## TRECHO DO TEXTO

■ ■ ■ ■ ■

A deflagração da Operação Lei do Retorno, pela Polícia Federal em agosto de 2025, trouxe à tona um esquema de supostos desvios de mais de R$ 50 milhões do Fundeb em municípios do Maranhão e do Piauí. Entre os alvos das buscas, aparecem endereços de São José de Ribamar, onde relatórios técnicos já haviam identificado movimentações financeiras que, no mínimo, merecem esclarecimento aprofundado.

No caso ribamarense, chama atenção a emissão de empenhos milionários em 27 de março de 2025, no valor de mais de R$ 8 milhões, antes mesmo da assinatura do Contrato nº 149/2025, ocorrida apenas em 1º de abril. Poucos dias depois, em 7 de abril, novos empenhos completaram o montante de R$ 11,6 milhões. A prática de comprometer quase 70% do valor global do contrato antes de sua existência jurídica não encontra amparo nos arts. 58 e 60 da Lei nº 4.320/1964, nem no art. 105 da Lei nº 14.133/2021, e fere a jurisprudência do TCU, que alerta para o risco de nulidade em tais procedimentos.

A análise econômico-financeira da contratada, R. Oliveira Comércio e Serviços Educacionais Ltda. (Editora Cactos), também desperta preocupações. Indicadores como liquidez corrente (0,61), liquidez seca (0,51) e capital circulante líquido negativo em R$ 1,38 milhão revelam fragilidade financeira. Há ainda a classificação controversa de lucros a distribuir em passivo circulante, contrariando a NBC TG 24/CPC 24, o que distorce índices e pode comprometer a leitura da real capacidade da empresa.

Esses sinais locais ganham outra dimensão quando colocados em paralelo com os alvos da Operação Lei do Retorno. A PF investiga justamente práticas como fraudes em licitações, emissão irregular de empenhos e manipulação de contratos financiados com recursos do Fundeb entre 2021 e 2025. A coincidência temporal e fática não permite indiferença: ainda que não haja imputação direta de responsabilidade, é inegável que as linhas se aproximam e sugerem que a gestão municipal precisa ser imediatamente auditada.

Diante disso, a atuação dos órgãos de controle externo é imprescindível. O TCE/MA, o Ministério Público de Contas e o Ministério Público Estadual devem analisar, com lupa, se os recursos da educação em Ribamar foram empenhados e aplicados com base na legalidade, eficiência e transparência. Mais do que números e papéis, trata-se de garantir que os recursos do Fundeb cumpram sua função constitucional: a valorização da educação básica.

■ ■ ■ ■ ■

## DADOS EXTRAÍDOS
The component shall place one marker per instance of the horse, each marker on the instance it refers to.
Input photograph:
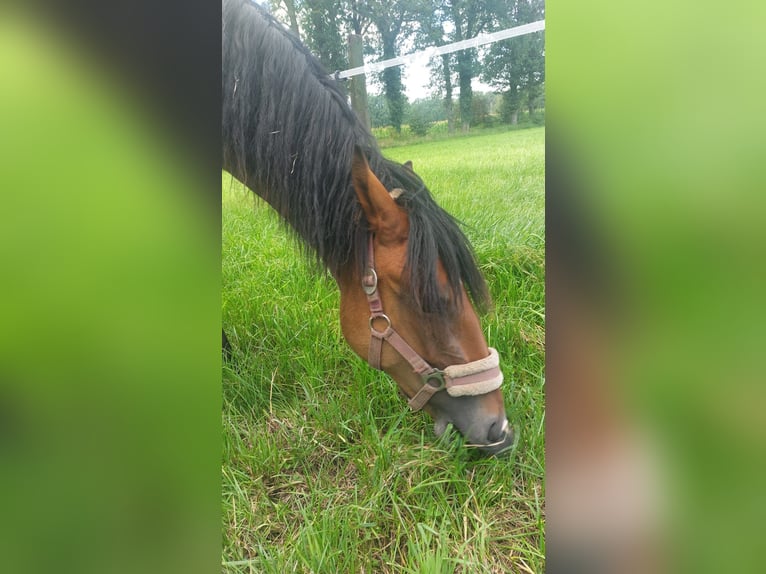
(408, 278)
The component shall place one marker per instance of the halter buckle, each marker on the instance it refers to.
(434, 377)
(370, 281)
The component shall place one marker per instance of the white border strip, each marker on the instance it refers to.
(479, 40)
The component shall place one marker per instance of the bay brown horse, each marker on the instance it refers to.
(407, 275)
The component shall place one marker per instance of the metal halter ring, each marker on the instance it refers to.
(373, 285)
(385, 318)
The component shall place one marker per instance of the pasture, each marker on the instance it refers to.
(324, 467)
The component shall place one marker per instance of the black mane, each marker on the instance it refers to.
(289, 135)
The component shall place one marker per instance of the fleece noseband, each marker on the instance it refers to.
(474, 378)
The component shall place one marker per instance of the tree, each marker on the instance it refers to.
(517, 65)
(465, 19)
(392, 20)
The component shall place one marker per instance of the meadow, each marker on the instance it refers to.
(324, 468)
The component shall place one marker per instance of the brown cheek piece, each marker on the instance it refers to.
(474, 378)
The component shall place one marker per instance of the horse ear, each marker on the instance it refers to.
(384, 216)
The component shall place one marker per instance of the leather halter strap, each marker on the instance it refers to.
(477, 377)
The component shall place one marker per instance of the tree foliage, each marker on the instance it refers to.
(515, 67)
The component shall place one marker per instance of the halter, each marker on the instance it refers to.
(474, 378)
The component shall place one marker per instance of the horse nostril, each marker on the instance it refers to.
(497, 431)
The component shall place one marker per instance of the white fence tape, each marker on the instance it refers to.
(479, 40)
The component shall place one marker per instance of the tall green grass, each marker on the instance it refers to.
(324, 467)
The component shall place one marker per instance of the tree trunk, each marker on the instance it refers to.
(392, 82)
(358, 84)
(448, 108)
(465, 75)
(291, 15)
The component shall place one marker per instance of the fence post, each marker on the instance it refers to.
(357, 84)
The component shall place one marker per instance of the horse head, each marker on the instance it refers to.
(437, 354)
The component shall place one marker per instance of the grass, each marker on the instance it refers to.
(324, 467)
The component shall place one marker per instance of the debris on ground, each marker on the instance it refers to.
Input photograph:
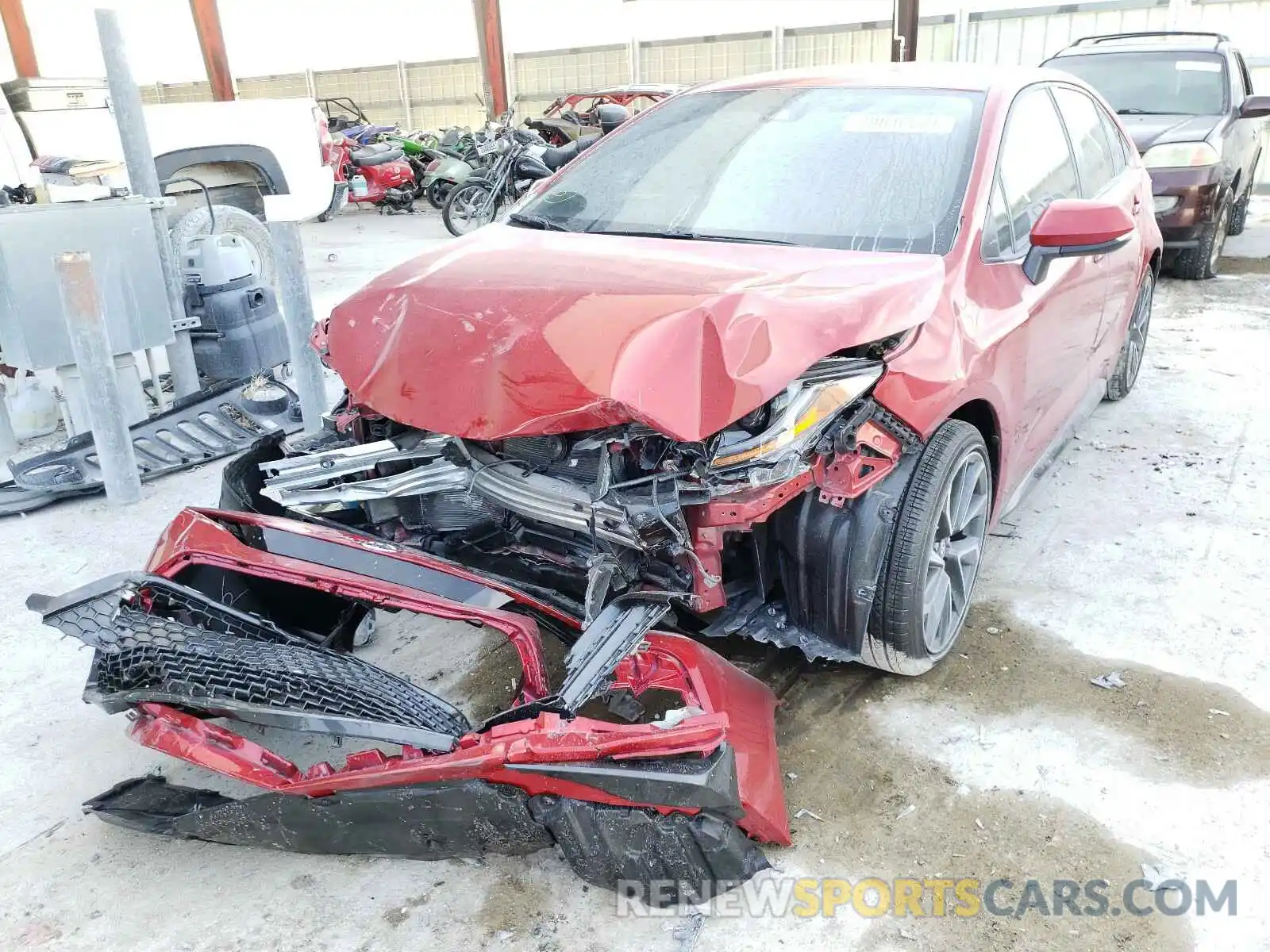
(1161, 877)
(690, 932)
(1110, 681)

■ ■ ■ ■ ■

## INSTRUÇÃO DADA
Reproduza fielmente o trecho do texto sobre a Operação Lei do Retorno, começando em "A análise econômico-financeira" e terminando em "capacidade da empresa.". Os dados vêm de uma fonte diferente da do texto.

## SOLUÇÃO ABAIXO
A análise econômico-financeira da contratada, R. Oliveira Comércio e Serviços Educacionais Ltda. (Editora Cactos), também desperta preocupações. Indicadores como liquidez corrente (0,61), liquidez seca (0,51) e capital circulante líquido negativo em R$ 1,38 milhão revelam fragilidade financeira. Há ainda a classificação controversa de lucros a distribuir em passivo circulante, contrariando a NBC TG 24/CPC 24, o que distorce índices e pode comprometer a leitura da real capacidade da empresa.